● **Selected passage**
----
In my first editorial of this school year, (Year one of an exciting new role, Volume 51, No. 1), I told readers about how my daughter is beginning kindergarten this year. I dedicated that column to describing what I would like the public education system to provide for her and her peers across the province.
My vision was lofty. Among other goals, I said I wanted her to “feel safe, welcomed, valued and engaged in her school,” that I wanted her to “gain the knowledge, skills and attitudes that will make her a successful, compassionate and active citizen” and that I wanted her to learn “valuable skills related to critical thinking, creativity, collaboration and citizenship.”
“Most of all,” I wrote, “I want her to develop a thirst for knowledge, a hunger for understanding and a love of learning. This is no tall order for public education.”
I may have spooked my daughter’s kindergarten teacher a little bit. When I went to drop off my daughter on the Monday morning after the editorial appeared, the teacher mentioned to me that she had read the column.
“No pressure, right?” she quipped.
The vision I painted for public education is not intended to be delivered in whole by each and every teacher — it is simply not possible. We are a team working together on the goals of public education and the whole team has responsibilities for achieving them. It takes classroom teachers, but it also takes support staff, paraprofessionals, and ministry and school board support too.
----
● **Dataset**
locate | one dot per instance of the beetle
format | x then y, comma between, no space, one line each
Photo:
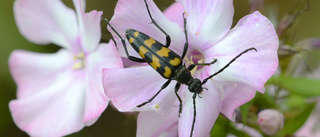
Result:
167,63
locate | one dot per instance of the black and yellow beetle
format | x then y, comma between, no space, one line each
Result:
166,62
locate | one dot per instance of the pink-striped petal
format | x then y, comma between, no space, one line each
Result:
174,13
51,96
34,72
129,87
154,124
45,22
89,27
105,56
252,68
208,20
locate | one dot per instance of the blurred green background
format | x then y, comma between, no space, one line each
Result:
113,123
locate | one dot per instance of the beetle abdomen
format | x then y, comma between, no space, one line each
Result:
160,58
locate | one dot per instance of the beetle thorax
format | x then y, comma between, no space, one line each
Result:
194,85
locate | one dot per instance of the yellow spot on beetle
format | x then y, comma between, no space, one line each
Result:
175,61
163,52
155,62
131,40
167,72
149,42
135,34
142,51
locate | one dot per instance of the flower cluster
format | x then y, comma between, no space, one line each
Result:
60,93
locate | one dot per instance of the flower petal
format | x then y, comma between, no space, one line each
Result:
129,87
89,26
45,22
234,95
252,68
207,111
51,97
133,14
208,20
104,57
29,69
174,13
55,111
154,124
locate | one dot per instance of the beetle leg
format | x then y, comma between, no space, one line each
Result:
132,58
168,39
194,113
201,64
186,45
162,87
180,101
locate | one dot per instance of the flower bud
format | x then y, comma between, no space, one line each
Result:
270,121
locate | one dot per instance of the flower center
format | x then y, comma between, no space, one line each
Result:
194,57
79,61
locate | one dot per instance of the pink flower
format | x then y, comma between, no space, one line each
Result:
210,37
59,93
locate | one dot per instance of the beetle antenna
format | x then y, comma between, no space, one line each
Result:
234,59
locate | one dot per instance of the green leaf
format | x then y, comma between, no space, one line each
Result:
293,124
299,85
221,127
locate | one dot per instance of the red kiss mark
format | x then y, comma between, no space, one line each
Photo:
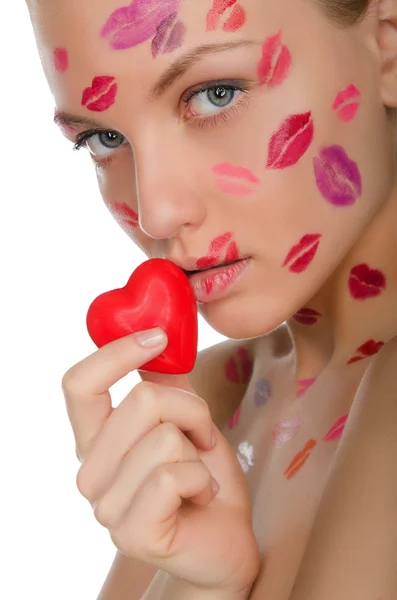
----
● **Requirement**
Rewrite the editorial starting at "My vision was" and ending at "read the column.", replacing "thirst" with "craving". The records were taken from a separate source.

● **Finished exercise**
My vision was lofty. Among other goals, I said I wanted her to “feel safe, welcomed, valued and engaged in her school,” that I wanted her to “gain the knowledge, skills and attitudes that will make her a successful, compassionate and active citizen” and that I wanted her to learn “valuable skills related to critical thinking, creativity, collaboration and citizenship.”
“Most of all,” I wrote, “I want her to develop a craving for knowledge, a hunger for understanding and a love of learning. This is no tall order for public education.”
I may have spooked my daughter’s kindergarten teacher a little bit. When I went to drop off my daughter on the Monday morning after the editorial appeared, the teacher mentioned to me that she had read the column.